# Written instruction
Please tally the lines below that contain the string "query" (case counts), and give only the number.

** Begin The input **

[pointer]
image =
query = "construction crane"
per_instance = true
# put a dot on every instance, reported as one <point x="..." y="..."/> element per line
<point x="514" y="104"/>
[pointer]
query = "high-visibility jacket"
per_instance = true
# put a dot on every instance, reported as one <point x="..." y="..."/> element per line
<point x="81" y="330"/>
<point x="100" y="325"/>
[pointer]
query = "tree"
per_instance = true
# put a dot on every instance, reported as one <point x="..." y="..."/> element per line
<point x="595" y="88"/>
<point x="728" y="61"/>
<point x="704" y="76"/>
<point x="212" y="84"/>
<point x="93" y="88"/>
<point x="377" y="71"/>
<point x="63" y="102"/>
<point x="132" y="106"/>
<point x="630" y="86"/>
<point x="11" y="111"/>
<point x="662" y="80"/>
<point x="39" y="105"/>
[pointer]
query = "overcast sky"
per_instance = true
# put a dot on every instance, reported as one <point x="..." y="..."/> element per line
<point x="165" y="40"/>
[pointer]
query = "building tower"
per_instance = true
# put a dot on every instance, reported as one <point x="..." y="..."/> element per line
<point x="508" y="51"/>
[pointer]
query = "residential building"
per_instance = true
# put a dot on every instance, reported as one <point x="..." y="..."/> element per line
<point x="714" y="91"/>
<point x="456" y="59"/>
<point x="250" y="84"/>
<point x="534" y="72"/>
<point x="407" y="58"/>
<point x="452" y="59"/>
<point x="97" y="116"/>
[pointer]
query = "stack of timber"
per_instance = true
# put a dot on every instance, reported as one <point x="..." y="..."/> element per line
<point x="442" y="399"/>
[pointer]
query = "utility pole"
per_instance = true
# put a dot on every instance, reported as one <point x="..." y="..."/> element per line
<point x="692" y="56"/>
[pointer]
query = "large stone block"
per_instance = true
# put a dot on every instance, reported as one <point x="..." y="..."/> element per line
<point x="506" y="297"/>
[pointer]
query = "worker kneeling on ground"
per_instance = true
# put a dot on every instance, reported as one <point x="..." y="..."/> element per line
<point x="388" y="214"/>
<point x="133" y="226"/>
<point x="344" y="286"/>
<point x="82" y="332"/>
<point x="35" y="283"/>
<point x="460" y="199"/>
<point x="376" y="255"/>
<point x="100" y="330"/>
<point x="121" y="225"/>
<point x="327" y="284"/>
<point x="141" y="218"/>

** End The input **

# Expected answer
10